Requirement A
Answer these questions using the news report about the disputed capture of Saddam Hussein's deputy:
(i) Whom did Iraqi authorities claim to have captured?
(ii) Who later disputed the report of the arrest?
(iii) Near which town did the raid take place?
Requirement B
Decide whether each statement agrees with the news report about the disputed capture of Saddam Hussein's deputy:
(i) Earlier reports of al-Douri's arrest had also been wrong.
(ii) The shoot-out took place south of Baghdad.
(iii) Adwar is al-Douri's hometown.
Requirement C
Pick up the news report about the disputed capture of Saddam Hussein's deputy after its final sentence and carry it on.

Quoted passage
:::::

Confusion over capture of Saddam deputy

Iraqi officials struggled today to clear up confusion over whether the most wanted member of Saddam Hussein’s ousted dictatorship had been captured in a shoot-out north of Baghdad.

Iraqi officials struggled today to clear up confusion over whether the most wanted member of Saddam Hussein’s ousted dictatorship had been captured in a shoot-out north of Baghdad.

Iraqi authorities claimed yesterday to have captured Izzat Ibrahim al-Douri, but later in the day the Iraqi defence minister said word of his arrest was “baseless".

Officials at Interim Prime Minister Ayad Allawi’s office today that they were investigating the claims and would issue a statement later to clear up the matter.

There have been incorrect reports of al-Douri’s arrest in the past as US and Iraqi forces hunt for the man who was once one of Saddam’s most senior deputies. Sunday’s report centred on a raid near al-Douri’s hometown of Adwar, north of Baghdad.

:::::

(Stored records)
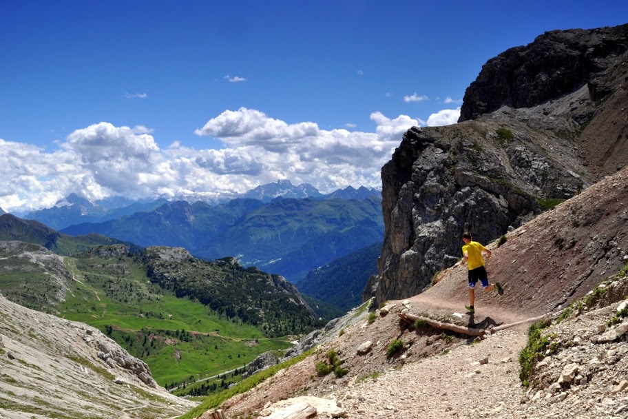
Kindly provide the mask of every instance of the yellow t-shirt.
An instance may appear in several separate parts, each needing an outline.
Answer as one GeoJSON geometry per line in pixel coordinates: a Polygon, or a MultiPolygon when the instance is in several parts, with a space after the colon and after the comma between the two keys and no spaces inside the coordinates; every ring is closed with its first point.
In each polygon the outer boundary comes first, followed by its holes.
{"type": "Polygon", "coordinates": [[[468,254],[467,265],[469,270],[474,269],[477,267],[484,266],[484,258],[482,257],[482,251],[485,250],[486,247],[477,241],[470,241],[468,245],[462,247],[462,254],[466,252],[468,254]]]}

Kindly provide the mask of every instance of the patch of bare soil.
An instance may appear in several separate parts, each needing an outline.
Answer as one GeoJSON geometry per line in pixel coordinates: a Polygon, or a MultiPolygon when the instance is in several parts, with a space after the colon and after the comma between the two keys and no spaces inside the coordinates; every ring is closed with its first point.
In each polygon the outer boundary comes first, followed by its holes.
{"type": "MultiPolygon", "coordinates": [[[[398,314],[407,310],[486,329],[556,313],[627,263],[627,200],[628,167],[509,233],[503,245],[490,243],[489,278],[505,293],[477,290],[473,316],[464,309],[466,267],[457,265],[425,292],[389,302],[395,305],[388,314],[378,310],[372,323],[367,312],[354,314],[354,323],[320,345],[315,355],[225,402],[226,416],[267,416],[285,405],[274,405],[280,400],[309,396],[334,400],[344,417],[361,419],[544,417],[534,416],[534,407],[513,413],[527,390],[521,384],[518,357],[529,323],[477,341],[431,327],[415,329],[398,314]],[[395,339],[404,349],[388,356],[395,339]],[[370,350],[359,354],[368,342],[370,350]],[[344,377],[317,375],[315,365],[330,349],[348,370],[344,377]]],[[[334,414],[320,411],[317,417],[334,414]]]]}

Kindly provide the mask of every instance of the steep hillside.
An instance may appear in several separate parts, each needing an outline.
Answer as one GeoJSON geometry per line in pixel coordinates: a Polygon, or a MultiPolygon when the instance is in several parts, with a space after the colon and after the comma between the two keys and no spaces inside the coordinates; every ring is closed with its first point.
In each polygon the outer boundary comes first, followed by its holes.
{"type": "Polygon", "coordinates": [[[628,374],[621,360],[628,335],[618,325],[628,328],[628,309],[616,311],[628,290],[627,196],[628,168],[509,233],[503,245],[490,243],[487,269],[506,292],[480,294],[474,315],[464,314],[466,267],[457,264],[425,292],[389,301],[372,320],[354,310],[331,323],[302,341],[319,345],[313,354],[224,402],[226,417],[269,414],[303,401],[318,407],[318,417],[331,414],[315,398],[336,415],[362,419],[616,417],[625,405],[625,386],[618,385],[628,374]],[[413,327],[399,320],[403,313],[496,331],[475,339],[413,327]],[[526,329],[543,314],[536,329],[545,337],[525,349],[521,362],[532,368],[522,376],[517,361],[526,329]],[[345,375],[319,374],[331,349],[345,375]],[[561,381],[574,362],[580,375],[561,381]],[[481,402],[460,403],[461,395],[481,402]]]}
{"type": "Polygon", "coordinates": [[[377,273],[381,250],[381,243],[377,243],[318,267],[299,283],[299,291],[346,313],[362,303],[366,280],[377,273]]]}
{"type": "Polygon", "coordinates": [[[0,292],[14,303],[50,310],[65,300],[70,280],[63,258],[43,246],[0,241],[0,292]]]}
{"type": "MultiPolygon", "coordinates": [[[[41,245],[61,256],[83,252],[95,246],[123,243],[119,240],[100,234],[68,236],[56,232],[39,221],[23,220],[10,214],[0,216],[0,241],[19,241],[41,245]]],[[[139,250],[137,246],[125,244],[133,252],[139,250]]]]}
{"type": "Polygon", "coordinates": [[[236,256],[295,283],[309,271],[379,241],[379,200],[278,199],[246,214],[192,253],[236,256]]]}
{"type": "Polygon", "coordinates": [[[0,417],[164,418],[195,405],[98,330],[0,296],[0,417]]]}
{"type": "Polygon", "coordinates": [[[509,50],[468,89],[461,122],[406,133],[382,168],[384,244],[365,298],[420,292],[457,261],[465,230],[492,241],[628,163],[627,32],[509,50]]]}

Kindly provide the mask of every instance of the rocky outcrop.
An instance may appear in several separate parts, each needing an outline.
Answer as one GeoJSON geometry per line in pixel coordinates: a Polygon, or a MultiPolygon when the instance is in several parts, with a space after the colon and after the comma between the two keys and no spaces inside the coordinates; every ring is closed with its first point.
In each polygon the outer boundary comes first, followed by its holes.
{"type": "Polygon", "coordinates": [[[260,371],[264,371],[269,367],[276,365],[278,363],[279,363],[279,357],[274,352],[272,351],[264,352],[249,364],[249,369],[242,374],[242,378],[246,378],[260,371]]]}
{"type": "MultiPolygon", "coordinates": [[[[553,30],[526,46],[489,60],[465,92],[459,122],[503,106],[532,108],[587,87],[595,102],[615,90],[609,70],[628,50],[628,24],[614,28],[553,30]]],[[[592,112],[577,112],[579,123],[592,112]]]]}
{"type": "Polygon", "coordinates": [[[0,296],[0,417],[164,418],[196,403],[100,331],[0,296]]]}
{"type": "Polygon", "coordinates": [[[365,300],[421,292],[461,257],[464,231],[490,242],[628,163],[627,33],[555,31],[509,50],[470,86],[461,122],[404,135],[381,170],[384,243],[365,300]],[[552,54],[578,63],[564,81],[552,54]]]}
{"type": "Polygon", "coordinates": [[[72,274],[63,257],[39,245],[0,241],[0,258],[2,269],[15,279],[2,288],[11,300],[48,308],[65,300],[72,274]]]}

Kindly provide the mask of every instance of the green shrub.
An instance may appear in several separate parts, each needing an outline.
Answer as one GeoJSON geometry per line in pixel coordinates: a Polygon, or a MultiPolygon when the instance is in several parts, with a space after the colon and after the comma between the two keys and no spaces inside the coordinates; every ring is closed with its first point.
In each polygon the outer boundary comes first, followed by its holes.
{"type": "Polygon", "coordinates": [[[392,356],[404,349],[404,341],[401,339],[394,339],[386,349],[386,356],[392,356]]]}
{"type": "Polygon", "coordinates": [[[316,374],[319,377],[326,376],[331,372],[332,369],[333,369],[333,367],[327,362],[320,361],[316,363],[316,374]]]}
{"type": "Polygon", "coordinates": [[[508,140],[512,140],[514,138],[514,134],[512,134],[512,131],[508,130],[507,128],[497,128],[495,130],[495,132],[497,133],[497,141],[503,145],[508,140]]]}
{"type": "Polygon", "coordinates": [[[328,350],[325,353],[325,358],[327,358],[326,362],[320,361],[316,364],[316,374],[318,376],[322,377],[333,371],[336,377],[340,378],[348,374],[348,369],[341,367],[344,361],[338,358],[335,349],[331,348],[328,350]]]}
{"type": "MultiPolygon", "coordinates": [[[[550,345],[550,338],[543,336],[541,331],[550,325],[550,322],[546,320],[539,320],[530,325],[527,331],[527,345],[521,349],[519,354],[519,365],[521,371],[519,371],[519,378],[524,386],[530,385],[530,374],[536,361],[545,356],[545,351],[550,345]]],[[[556,350],[558,348],[554,347],[556,350]]]]}

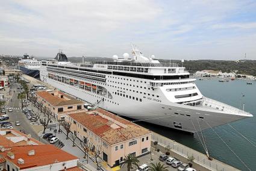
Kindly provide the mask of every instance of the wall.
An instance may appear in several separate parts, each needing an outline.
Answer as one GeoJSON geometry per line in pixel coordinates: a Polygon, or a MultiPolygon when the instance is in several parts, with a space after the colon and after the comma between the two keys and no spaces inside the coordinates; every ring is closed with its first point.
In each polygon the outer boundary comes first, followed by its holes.
{"type": "MultiPolygon", "coordinates": [[[[98,147],[101,148],[102,152],[106,154],[108,156],[107,164],[110,166],[110,167],[113,167],[115,164],[116,161],[117,160],[119,160],[120,163],[121,163],[122,161],[120,161],[120,158],[123,157],[123,159],[125,156],[129,154],[135,152],[136,156],[138,157],[143,154],[142,154],[142,149],[148,148],[148,151],[150,151],[151,133],[136,138],[133,140],[130,140],[116,145],[111,145],[97,135],[95,135],[93,132],[89,130],[87,128],[84,127],[83,125],[80,124],[77,121],[75,120],[76,122],[76,124],[75,124],[73,123],[74,120],[71,117],[68,117],[66,118],[66,119],[71,123],[71,131],[72,132],[73,132],[74,131],[76,131],[78,138],[83,140],[83,137],[84,136],[85,137],[87,137],[89,139],[90,143],[93,145],[96,149],[97,149],[98,147]],[[86,129],[87,132],[83,130],[84,128],[86,129]],[[148,137],[148,140],[146,140],[146,137],[148,137]],[[144,138],[144,141],[143,142],[142,141],[142,138],[144,138]],[[137,140],[137,144],[129,146],[129,142],[135,140],[137,140]],[[107,148],[103,145],[103,142],[107,145],[107,148]],[[121,145],[123,145],[123,149],[120,149],[121,145]],[[115,150],[116,146],[118,147],[117,151],[115,150]]],[[[101,153],[101,158],[103,158],[103,153],[101,153]]]]}

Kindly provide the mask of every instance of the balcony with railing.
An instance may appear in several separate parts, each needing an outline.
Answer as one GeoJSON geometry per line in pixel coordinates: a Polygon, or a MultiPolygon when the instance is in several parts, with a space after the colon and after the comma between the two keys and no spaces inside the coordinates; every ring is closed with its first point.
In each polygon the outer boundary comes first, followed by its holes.
{"type": "Polygon", "coordinates": [[[238,109],[231,105],[219,102],[217,101],[215,101],[206,97],[204,97],[203,100],[204,101],[202,104],[203,106],[214,108],[216,110],[219,110],[223,111],[228,111],[234,114],[248,114],[248,115],[250,115],[249,113],[244,111],[242,110],[238,109]]]}

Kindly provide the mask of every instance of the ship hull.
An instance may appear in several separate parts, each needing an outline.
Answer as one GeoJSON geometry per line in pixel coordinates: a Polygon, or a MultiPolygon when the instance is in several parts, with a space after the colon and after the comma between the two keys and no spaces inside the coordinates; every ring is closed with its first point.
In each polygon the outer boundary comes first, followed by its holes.
{"type": "Polygon", "coordinates": [[[194,133],[246,117],[176,103],[160,104],[147,99],[138,102],[114,95],[114,102],[92,92],[48,78],[46,75],[42,75],[41,80],[91,104],[103,98],[98,107],[119,115],[189,132],[194,133]]]}
{"type": "Polygon", "coordinates": [[[23,66],[19,66],[19,70],[20,70],[23,73],[27,75],[39,79],[40,78],[40,70],[39,69],[30,69],[23,66]]]}

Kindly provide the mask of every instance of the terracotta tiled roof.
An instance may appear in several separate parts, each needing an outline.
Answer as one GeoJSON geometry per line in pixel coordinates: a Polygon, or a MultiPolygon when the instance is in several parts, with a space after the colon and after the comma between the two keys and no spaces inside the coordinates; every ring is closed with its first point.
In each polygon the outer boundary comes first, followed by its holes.
{"type": "Polygon", "coordinates": [[[5,163],[6,161],[4,158],[0,158],[0,164],[5,163]]]}
{"type": "MultiPolygon", "coordinates": [[[[19,141],[17,143],[14,143],[11,140],[10,140],[8,139],[7,139],[6,137],[19,137],[19,136],[25,136],[27,137],[27,135],[17,131],[16,130],[14,129],[4,129],[2,131],[11,131],[10,133],[8,133],[6,135],[0,135],[0,146],[2,146],[4,147],[7,148],[7,147],[12,147],[12,146],[20,146],[20,145],[27,145],[27,141],[25,140],[22,140],[21,141],[19,141]],[[16,135],[14,135],[13,133],[16,133],[16,135]]],[[[37,141],[37,140],[33,138],[30,138],[30,141],[34,142],[34,143],[36,143],[37,145],[43,145],[43,143],[37,141]]]]}
{"type": "Polygon", "coordinates": [[[87,111],[72,113],[69,116],[110,145],[151,133],[149,130],[104,110],[98,108],[96,111],[100,114],[93,114],[93,111],[87,111]],[[120,122],[120,124],[115,124],[113,122],[115,121],[120,122]]]}
{"type": "Polygon", "coordinates": [[[0,155],[19,167],[20,169],[78,159],[76,157],[51,145],[13,147],[10,151],[0,152],[0,155]],[[35,151],[35,154],[28,155],[28,152],[31,150],[35,151]],[[7,153],[10,151],[14,154],[14,159],[11,159],[7,156],[7,153]],[[24,164],[18,164],[18,158],[23,159],[24,164]]]}
{"type": "Polygon", "coordinates": [[[54,96],[51,93],[45,91],[37,92],[36,93],[54,107],[84,104],[83,101],[76,100],[59,91],[57,91],[57,92],[58,94],[63,95],[69,99],[60,98],[57,96],[54,96]]]}
{"type": "Polygon", "coordinates": [[[5,148],[8,148],[14,146],[16,145],[11,140],[8,140],[4,135],[0,135],[0,146],[5,148]]]}

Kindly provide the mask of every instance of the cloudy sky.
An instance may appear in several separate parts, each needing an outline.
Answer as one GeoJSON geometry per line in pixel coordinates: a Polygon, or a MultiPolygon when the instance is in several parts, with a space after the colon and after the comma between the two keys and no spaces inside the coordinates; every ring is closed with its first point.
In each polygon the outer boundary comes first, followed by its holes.
{"type": "Polygon", "coordinates": [[[256,60],[256,1],[0,1],[0,54],[256,60]]]}

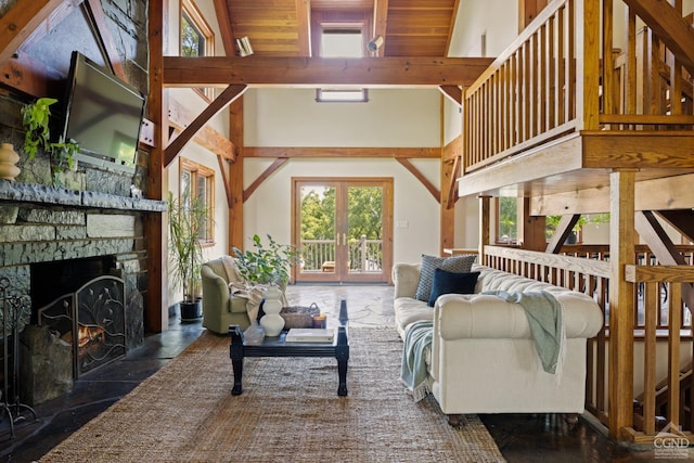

:::::

Task response A
(i) Izzat Ibrahim al-Douri
(ii) The Iraqi defence minister
(iii) Adwar, al-Douri's hometown north of Baghdad

Task response B
(i) Yes: "There have been incorrect reports of al-Douri’s arrest in the past"
(ii) No: "captured in a shoot-out north of Baghdad"
(iii) Yes: "al-Douri’s hometown of Adwar"

Task response C
Iraq’s top information official said al-Douri was seized while receiving medical treatment at a clinic near Adwar and that DNA tests were underway to confirm his identity. Al-Douri reportedly suffers from leukaemia, and needs blood transfusions.

“We are sure he is Izzat Ibrahim,” information official Ibrahim Janabi said. “He was arrested in a clinic in Makhoul near Tikrit and Adwar and 60% of the DNA test has finished.”

A Defence Ministry spokesman, Saleh Sarhan, also told the US-funded Alhurra television station that al-Douri had been captured.

Later, however, the Iraqi defence minister, Hazem Shaalan, said reports that al-Douri was captured were not true.

“They are baseless,” he said. “There are search operations by the national guards troops and multinational troops going on during which some terrorist positions were shelled. There were rumours that Izzat al-Douri or someone who resembles him were in that position but we don’t have any information on Izzat specifically.”

A senior US diplomat said the Americans had no information to indicate that al-Douri had been arrested.

Iraqi Minister of State Qassim Dawoud also claimed that al-Douri was arrested and said 150 men defending him also were detained.

Al-Douri was once the vice chairman of the Baath Party’s Revolutionary Command Council and US military officials believe he played an organising role in the 16-month-old insurgency.

He is number six on the US military’s list of 55 most-wanted figures from Saddam’s regime – the king of clubs in the deck of cards – and US forces have offered a £6m (€9m) bounty for his arrest. Forty-four of the people on the list already have been killed or captured.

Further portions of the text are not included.